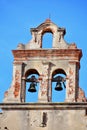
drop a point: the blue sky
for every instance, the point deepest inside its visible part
(18, 16)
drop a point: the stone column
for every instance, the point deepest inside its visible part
(72, 83)
(44, 83)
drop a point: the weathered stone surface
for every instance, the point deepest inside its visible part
(31, 58)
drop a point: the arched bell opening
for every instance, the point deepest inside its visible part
(47, 38)
(32, 85)
(58, 85)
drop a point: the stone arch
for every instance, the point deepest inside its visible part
(58, 71)
(58, 96)
(31, 71)
(47, 27)
(25, 94)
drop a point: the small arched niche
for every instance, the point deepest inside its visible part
(47, 39)
(31, 94)
(58, 85)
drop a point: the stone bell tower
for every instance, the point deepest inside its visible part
(42, 67)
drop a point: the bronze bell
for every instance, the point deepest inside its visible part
(32, 87)
(58, 86)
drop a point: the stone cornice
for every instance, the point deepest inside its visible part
(44, 106)
(70, 53)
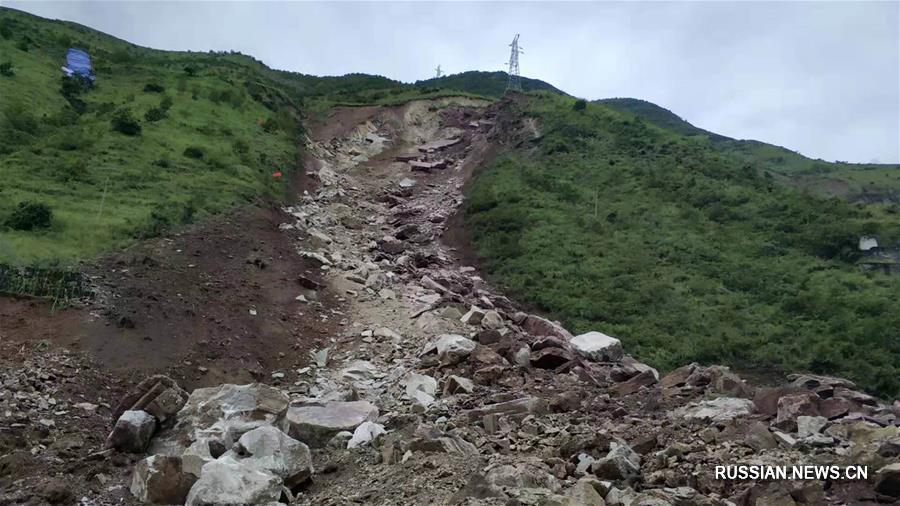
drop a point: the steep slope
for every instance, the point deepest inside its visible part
(397, 405)
(162, 139)
(683, 251)
(864, 182)
(489, 84)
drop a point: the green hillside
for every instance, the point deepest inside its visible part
(684, 252)
(853, 181)
(162, 139)
(488, 84)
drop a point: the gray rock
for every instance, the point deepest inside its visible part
(721, 409)
(160, 479)
(598, 346)
(810, 425)
(454, 384)
(315, 425)
(231, 410)
(523, 475)
(196, 456)
(620, 463)
(230, 481)
(537, 326)
(278, 453)
(132, 432)
(583, 493)
(365, 433)
(888, 480)
(784, 440)
(453, 348)
(492, 320)
(473, 316)
(421, 389)
(158, 395)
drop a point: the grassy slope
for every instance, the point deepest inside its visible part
(855, 181)
(489, 84)
(107, 189)
(682, 251)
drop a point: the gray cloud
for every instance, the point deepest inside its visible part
(822, 78)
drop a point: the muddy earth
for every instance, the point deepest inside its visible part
(345, 349)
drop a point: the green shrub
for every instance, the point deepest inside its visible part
(20, 118)
(74, 170)
(125, 123)
(154, 88)
(155, 114)
(30, 216)
(193, 152)
(240, 147)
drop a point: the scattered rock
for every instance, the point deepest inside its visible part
(277, 453)
(492, 320)
(597, 346)
(160, 479)
(230, 481)
(365, 433)
(453, 348)
(888, 480)
(315, 425)
(721, 409)
(474, 316)
(132, 432)
(454, 384)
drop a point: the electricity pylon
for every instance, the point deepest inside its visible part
(513, 82)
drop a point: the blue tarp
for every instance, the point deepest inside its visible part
(78, 63)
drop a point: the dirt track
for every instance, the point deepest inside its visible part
(385, 269)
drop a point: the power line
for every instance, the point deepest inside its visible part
(513, 82)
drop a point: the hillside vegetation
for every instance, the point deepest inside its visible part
(162, 139)
(865, 182)
(685, 252)
(488, 84)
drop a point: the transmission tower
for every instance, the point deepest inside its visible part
(513, 82)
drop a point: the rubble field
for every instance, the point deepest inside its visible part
(372, 364)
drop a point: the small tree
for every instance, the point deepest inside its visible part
(30, 216)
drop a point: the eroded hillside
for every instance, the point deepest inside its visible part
(427, 385)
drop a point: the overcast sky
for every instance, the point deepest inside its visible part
(821, 78)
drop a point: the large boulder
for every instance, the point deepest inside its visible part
(453, 348)
(316, 425)
(492, 320)
(160, 479)
(228, 411)
(721, 409)
(132, 432)
(537, 326)
(278, 453)
(598, 346)
(158, 395)
(524, 475)
(888, 480)
(230, 481)
(621, 463)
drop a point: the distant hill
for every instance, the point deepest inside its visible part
(489, 84)
(685, 250)
(868, 182)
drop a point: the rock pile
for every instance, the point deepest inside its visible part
(440, 390)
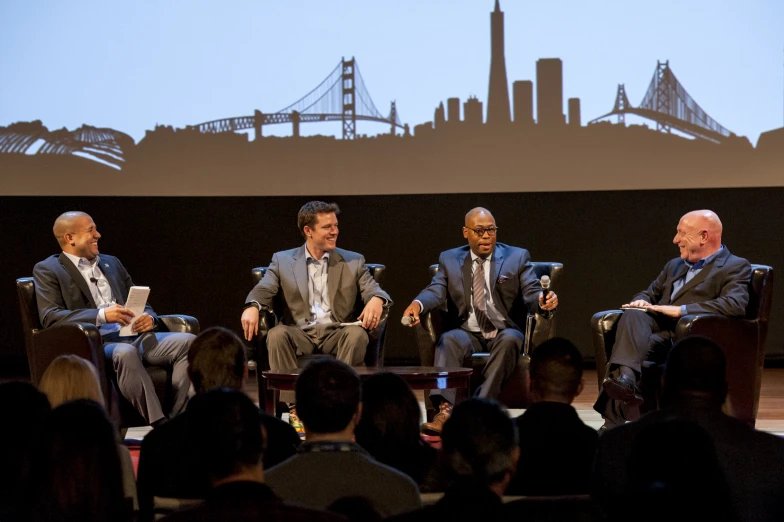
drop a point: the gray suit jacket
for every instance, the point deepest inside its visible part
(721, 287)
(514, 285)
(347, 279)
(62, 293)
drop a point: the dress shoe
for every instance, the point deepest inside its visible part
(623, 389)
(437, 424)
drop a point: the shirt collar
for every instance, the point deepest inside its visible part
(76, 260)
(474, 257)
(704, 261)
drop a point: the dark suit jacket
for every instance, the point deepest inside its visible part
(721, 287)
(248, 501)
(62, 293)
(170, 466)
(515, 288)
(751, 460)
(287, 276)
(556, 452)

Written request: Edit the listing above by replacing "drop a point" with "place a point" at every occurrence and keeping all other text unchanged. Omit the pictures from the result.

Solution for this task:
place a point: the blue sky
for every instance, the point deepest inside its visible part
(18, 16)
place a point: the stone column
for every instance, the point deepest inside its visible part
(72, 83)
(44, 83)
place a point: the weathered stone surface
for every instance, the point deepest inside its visible part
(31, 58)
place a point: the arched bell opening
for every instance, the point deepest inside its visible part
(47, 38)
(32, 85)
(58, 85)
place a point: the stone arch
for every instance, the point deepest inside its visible part
(58, 71)
(58, 96)
(31, 71)
(47, 27)
(25, 94)
place a point: the small arched niche
for every instance, the point deepest inside its visible part
(47, 39)
(31, 94)
(58, 85)
place a point: the stone bell tower
for every instance, the point deepest inside its visible part
(42, 67)
place a point: the bronze bell
for every instance, the point deepest inside its visible part
(32, 87)
(58, 86)
place a point: the stone cornice
for every instance, the point deepest inside its visible part
(44, 106)
(70, 53)
place a point: the steep slope
for every instance, the point deepest inside its visible part
(397, 405)
(162, 139)
(683, 251)
(864, 182)
(489, 84)
place a point: the green hillside
for every instance, the point deepest inside its visible part
(684, 252)
(853, 181)
(162, 139)
(488, 84)
place a point: the gray rock
for every instance, the point deepest inside its visible part
(721, 409)
(160, 479)
(598, 346)
(810, 425)
(454, 384)
(315, 425)
(231, 410)
(523, 475)
(196, 456)
(620, 463)
(230, 481)
(537, 326)
(278, 453)
(132, 432)
(583, 493)
(365, 433)
(888, 480)
(784, 440)
(453, 348)
(492, 320)
(473, 316)
(421, 389)
(158, 395)
place a point: the grassy slope
for every instance, the point deepest inside its visible part
(855, 181)
(489, 84)
(107, 189)
(682, 251)
place a point: the gray cloud
for every instance, the point deepest inside its visible part
(822, 78)
place a point: the muddy earth
for every instance, the point deepest inside its visible part
(345, 349)
place a point: the green shrub
for every instance, the point deepest inside its visible part
(20, 118)
(74, 170)
(125, 123)
(154, 88)
(155, 114)
(30, 216)
(193, 152)
(240, 147)
place a point: the scattered rock
for every instance, the point deepest inside its visible part
(277, 453)
(492, 320)
(597, 346)
(160, 479)
(230, 481)
(365, 433)
(453, 348)
(888, 480)
(315, 425)
(721, 409)
(474, 316)
(132, 432)
(454, 384)
place a point: the electricity pylon
for every instance, the point deepest inside its visible part
(513, 82)
place a point: the blue tarp
for every instance, the point deepest inside its visible part
(78, 63)
place a point: the dirt track
for every instance, the point deepest inside its visible part
(385, 269)
place a point: the power line
for every instance, the point deepest inside its visible part
(513, 82)
place a point: the hillside vegetation
for every instance, the point deepest inside its visible part
(162, 139)
(865, 182)
(685, 252)
(488, 84)
place a point: the transmission tower
for every instance, the point deepest inside its visible part
(513, 82)
place a point: the rubble field
for every instance, the point deepest inside its visible part
(372, 364)
place a point: the small tree
for every instance, the point deepest inside its visible part
(30, 216)
place a point: the eroded hillside
for every instance, the point deepest inside its visible part
(427, 385)
place a point: the overcast sky
for every instance, the point deepest inside its visible part
(821, 78)
place a point: the large boulder
for every instance, the point deepest inside its visible part
(453, 348)
(316, 425)
(492, 320)
(160, 479)
(228, 411)
(721, 409)
(132, 432)
(537, 326)
(278, 453)
(598, 346)
(158, 395)
(524, 475)
(888, 480)
(230, 481)
(621, 463)
place a point: the distant hill
for every instance, the point deepest inside its visible part
(489, 84)
(685, 250)
(868, 182)
place a point: the rock pile
for every instance, the point deepest inside its visible part
(440, 390)
place a point: the gray suit jacket
for every instance, the point deepest inside its visible part
(721, 287)
(514, 285)
(347, 279)
(62, 293)
place a point: the dress shoe
for every instance, the point deepest inside its visible part
(623, 389)
(437, 424)
place a point: the shirt collar
for every instance, the point deepest inside its visible part
(76, 260)
(474, 257)
(704, 261)
place a point: the dark suit jacket
for every instance, the point deepest inside its visible part
(721, 287)
(248, 501)
(62, 293)
(170, 466)
(515, 288)
(751, 460)
(287, 276)
(556, 452)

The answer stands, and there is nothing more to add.